- _Problem requirements_
Report how many lines in the records below contain the word "field". Give only the number.

= = = = = = =

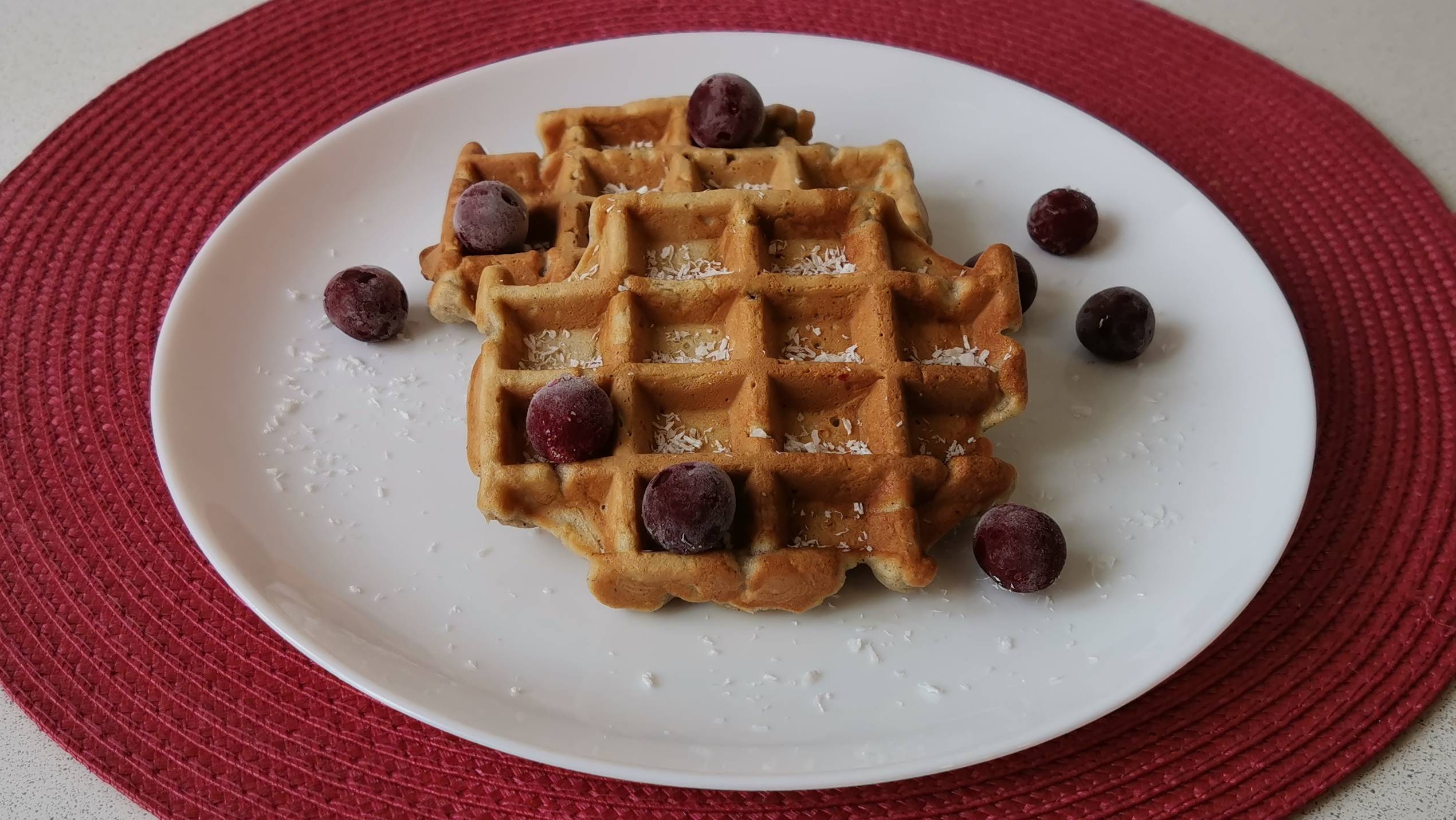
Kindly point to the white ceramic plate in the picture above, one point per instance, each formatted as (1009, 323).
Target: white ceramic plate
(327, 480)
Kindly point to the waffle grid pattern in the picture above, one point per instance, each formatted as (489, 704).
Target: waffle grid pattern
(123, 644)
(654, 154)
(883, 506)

= = = = = = =

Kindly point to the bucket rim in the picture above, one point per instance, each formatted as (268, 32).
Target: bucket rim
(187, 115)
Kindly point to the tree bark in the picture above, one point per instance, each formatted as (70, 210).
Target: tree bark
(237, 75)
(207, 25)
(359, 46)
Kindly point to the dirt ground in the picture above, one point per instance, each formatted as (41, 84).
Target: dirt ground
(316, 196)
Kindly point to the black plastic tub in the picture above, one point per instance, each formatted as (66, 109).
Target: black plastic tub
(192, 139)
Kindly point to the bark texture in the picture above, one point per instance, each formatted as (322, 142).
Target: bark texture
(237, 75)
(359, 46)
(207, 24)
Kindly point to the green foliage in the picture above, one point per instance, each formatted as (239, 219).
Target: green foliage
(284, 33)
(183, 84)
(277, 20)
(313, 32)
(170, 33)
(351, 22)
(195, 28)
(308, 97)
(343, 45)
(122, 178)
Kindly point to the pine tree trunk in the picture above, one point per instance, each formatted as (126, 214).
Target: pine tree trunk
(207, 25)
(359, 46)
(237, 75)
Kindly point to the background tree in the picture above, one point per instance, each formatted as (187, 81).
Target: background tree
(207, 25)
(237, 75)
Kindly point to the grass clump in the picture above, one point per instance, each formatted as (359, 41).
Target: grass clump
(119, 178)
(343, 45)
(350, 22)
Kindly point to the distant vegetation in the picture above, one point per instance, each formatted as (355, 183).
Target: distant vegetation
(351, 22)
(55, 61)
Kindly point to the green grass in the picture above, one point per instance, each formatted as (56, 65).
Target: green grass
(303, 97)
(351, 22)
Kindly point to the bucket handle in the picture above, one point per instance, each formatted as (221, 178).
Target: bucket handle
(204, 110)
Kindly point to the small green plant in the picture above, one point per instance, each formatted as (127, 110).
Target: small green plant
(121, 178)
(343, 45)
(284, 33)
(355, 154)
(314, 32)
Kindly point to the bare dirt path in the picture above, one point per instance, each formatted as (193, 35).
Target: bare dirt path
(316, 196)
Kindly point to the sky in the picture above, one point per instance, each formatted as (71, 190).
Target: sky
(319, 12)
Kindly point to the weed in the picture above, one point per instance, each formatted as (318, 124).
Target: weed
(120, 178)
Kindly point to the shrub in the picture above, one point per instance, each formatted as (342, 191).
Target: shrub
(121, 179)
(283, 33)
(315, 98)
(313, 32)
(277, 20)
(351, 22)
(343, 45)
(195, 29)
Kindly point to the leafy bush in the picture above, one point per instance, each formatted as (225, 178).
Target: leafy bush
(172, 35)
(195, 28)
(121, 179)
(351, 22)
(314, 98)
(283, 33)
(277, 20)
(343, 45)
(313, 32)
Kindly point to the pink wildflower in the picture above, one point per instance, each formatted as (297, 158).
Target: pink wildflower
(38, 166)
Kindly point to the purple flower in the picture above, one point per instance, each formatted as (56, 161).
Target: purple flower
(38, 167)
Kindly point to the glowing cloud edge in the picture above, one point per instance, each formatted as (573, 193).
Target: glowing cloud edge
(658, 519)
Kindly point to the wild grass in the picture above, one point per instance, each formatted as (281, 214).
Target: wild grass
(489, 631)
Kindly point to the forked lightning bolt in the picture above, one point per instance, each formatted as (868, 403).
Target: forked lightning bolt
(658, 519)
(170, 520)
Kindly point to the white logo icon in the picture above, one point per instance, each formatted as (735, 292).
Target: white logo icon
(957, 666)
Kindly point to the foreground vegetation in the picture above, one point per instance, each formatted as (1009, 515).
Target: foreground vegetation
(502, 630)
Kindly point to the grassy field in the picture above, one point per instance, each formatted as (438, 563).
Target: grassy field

= = = = = = =

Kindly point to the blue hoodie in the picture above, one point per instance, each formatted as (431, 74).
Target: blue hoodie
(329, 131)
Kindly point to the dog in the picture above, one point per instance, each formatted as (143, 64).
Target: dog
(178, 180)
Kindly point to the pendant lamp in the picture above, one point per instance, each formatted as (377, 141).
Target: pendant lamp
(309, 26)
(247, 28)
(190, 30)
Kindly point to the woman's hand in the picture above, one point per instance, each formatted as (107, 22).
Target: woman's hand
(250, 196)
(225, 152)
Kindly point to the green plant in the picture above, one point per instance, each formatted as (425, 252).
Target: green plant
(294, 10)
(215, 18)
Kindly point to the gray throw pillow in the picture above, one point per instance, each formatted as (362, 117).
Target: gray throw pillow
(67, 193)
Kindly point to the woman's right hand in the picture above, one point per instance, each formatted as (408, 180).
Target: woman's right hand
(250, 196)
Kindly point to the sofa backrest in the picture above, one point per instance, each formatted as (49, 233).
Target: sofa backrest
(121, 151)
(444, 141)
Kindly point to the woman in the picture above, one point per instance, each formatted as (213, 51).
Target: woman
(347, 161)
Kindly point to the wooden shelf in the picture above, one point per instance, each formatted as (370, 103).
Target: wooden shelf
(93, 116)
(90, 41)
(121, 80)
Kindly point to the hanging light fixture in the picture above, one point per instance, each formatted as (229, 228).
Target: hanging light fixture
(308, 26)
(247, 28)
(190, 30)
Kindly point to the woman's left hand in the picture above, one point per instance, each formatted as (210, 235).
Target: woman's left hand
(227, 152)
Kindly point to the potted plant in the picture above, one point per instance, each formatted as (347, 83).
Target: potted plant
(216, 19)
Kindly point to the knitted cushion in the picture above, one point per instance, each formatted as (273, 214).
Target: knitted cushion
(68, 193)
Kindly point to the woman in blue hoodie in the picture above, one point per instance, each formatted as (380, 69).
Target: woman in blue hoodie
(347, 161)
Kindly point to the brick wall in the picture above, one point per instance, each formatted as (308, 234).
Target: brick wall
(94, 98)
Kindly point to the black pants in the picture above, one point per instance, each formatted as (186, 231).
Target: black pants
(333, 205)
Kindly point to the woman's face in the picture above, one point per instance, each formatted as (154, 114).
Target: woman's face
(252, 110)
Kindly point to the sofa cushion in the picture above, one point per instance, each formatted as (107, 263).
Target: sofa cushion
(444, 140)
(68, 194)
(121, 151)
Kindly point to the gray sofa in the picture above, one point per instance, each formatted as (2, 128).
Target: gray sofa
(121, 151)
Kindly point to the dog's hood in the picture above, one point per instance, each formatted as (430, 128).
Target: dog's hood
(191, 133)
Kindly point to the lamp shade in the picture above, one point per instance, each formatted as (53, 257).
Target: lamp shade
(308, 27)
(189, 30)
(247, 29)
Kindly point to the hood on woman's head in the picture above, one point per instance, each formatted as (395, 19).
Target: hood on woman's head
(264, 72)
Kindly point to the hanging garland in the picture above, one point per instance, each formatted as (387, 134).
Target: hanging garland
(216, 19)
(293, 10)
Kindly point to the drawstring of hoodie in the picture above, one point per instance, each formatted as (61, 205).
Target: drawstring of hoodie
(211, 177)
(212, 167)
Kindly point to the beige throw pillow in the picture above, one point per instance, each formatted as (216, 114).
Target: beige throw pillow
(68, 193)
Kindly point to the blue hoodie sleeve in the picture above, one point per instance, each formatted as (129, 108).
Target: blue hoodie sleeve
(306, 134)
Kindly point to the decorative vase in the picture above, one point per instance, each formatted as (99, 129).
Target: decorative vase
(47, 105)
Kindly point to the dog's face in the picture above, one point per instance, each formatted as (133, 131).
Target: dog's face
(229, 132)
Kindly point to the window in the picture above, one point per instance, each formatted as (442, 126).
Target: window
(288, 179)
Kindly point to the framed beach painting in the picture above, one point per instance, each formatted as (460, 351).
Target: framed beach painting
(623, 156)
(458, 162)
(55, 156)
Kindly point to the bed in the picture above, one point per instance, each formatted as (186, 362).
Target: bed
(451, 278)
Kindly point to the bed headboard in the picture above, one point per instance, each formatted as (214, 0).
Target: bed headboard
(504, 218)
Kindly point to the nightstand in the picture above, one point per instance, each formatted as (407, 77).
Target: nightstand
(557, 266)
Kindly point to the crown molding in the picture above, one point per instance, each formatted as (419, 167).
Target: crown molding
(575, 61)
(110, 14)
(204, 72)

= = = = = = =

- _Answer section_
2